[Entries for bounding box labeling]
──────────
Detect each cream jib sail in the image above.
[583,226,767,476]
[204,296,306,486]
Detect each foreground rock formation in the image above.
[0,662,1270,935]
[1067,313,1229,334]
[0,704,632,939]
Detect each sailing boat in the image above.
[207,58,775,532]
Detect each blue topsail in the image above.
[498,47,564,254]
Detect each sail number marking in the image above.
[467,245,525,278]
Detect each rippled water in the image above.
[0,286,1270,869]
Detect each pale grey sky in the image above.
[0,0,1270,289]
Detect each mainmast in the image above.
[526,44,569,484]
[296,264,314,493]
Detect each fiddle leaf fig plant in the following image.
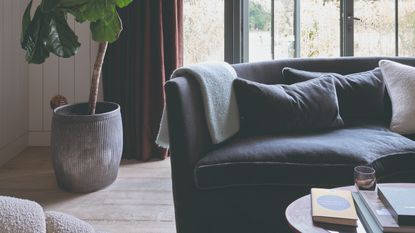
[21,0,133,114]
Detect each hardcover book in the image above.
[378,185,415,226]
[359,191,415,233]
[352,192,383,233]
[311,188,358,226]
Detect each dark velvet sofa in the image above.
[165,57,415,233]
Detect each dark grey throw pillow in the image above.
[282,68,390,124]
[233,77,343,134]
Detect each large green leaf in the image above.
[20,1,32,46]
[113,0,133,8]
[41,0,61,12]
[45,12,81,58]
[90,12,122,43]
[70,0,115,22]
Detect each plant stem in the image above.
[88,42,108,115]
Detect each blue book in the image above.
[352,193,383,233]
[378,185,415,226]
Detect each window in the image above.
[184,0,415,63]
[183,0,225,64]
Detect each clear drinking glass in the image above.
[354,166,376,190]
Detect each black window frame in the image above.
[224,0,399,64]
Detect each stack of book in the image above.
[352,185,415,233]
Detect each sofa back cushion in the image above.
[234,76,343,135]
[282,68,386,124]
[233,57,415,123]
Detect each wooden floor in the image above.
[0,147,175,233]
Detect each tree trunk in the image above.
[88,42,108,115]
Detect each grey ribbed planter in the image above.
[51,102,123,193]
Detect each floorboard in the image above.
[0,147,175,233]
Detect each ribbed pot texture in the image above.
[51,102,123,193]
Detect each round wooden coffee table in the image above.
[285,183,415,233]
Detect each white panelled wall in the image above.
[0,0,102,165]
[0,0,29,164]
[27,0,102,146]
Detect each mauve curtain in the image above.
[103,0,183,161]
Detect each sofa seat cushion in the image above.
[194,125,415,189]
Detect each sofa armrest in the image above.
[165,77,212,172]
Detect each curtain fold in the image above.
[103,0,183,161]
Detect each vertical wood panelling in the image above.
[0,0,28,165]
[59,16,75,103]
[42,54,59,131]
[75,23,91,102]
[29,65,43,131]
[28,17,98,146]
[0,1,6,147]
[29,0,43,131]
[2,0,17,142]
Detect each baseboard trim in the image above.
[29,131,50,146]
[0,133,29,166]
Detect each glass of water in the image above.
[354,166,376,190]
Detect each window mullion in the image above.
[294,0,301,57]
──────────
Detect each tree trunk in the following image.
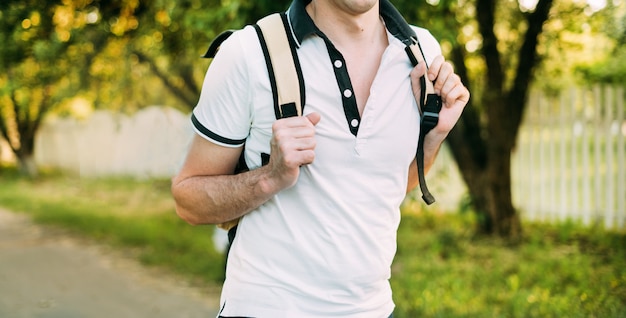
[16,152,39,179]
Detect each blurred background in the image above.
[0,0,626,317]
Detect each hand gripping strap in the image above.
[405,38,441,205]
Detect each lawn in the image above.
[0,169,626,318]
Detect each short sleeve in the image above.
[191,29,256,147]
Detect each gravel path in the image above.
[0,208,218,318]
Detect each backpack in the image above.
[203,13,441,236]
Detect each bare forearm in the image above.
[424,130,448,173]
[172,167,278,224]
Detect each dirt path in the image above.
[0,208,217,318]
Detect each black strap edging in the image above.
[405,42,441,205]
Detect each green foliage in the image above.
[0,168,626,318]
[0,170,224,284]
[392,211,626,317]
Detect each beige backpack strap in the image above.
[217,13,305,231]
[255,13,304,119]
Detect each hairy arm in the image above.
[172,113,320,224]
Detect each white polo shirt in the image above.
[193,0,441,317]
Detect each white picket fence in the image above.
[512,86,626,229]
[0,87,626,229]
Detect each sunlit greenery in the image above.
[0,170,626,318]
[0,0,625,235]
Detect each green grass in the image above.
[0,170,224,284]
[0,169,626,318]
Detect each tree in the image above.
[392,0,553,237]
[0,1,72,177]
──────────
■ WORK TO COMPLETE: Copy the records above word for word, from the line containing "Detect each sofa seat" through the line containing "[294,0,301,57]", including both of those lines.

■ REPLY TO THE EXERCISE:
Detect each sofa seat cushion in the image above.
[194,125,415,189]
Detect each sofa armrest in the image above.
[165,77,212,172]
Detect each curtain fold in the image above.
[103,0,183,161]
Detect each vertical wood panelling in the image above.
[0,0,28,165]
[59,16,75,103]
[42,54,59,131]
[75,23,91,102]
[29,65,43,131]
[28,17,98,146]
[0,1,6,147]
[29,0,43,131]
[2,0,17,142]
Detect each baseboard trim in the image above.
[29,131,50,146]
[0,133,29,166]
Detect each glass of water in the image above.
[354,166,376,190]
Detect each window mullion in the image above.
[294,0,301,57]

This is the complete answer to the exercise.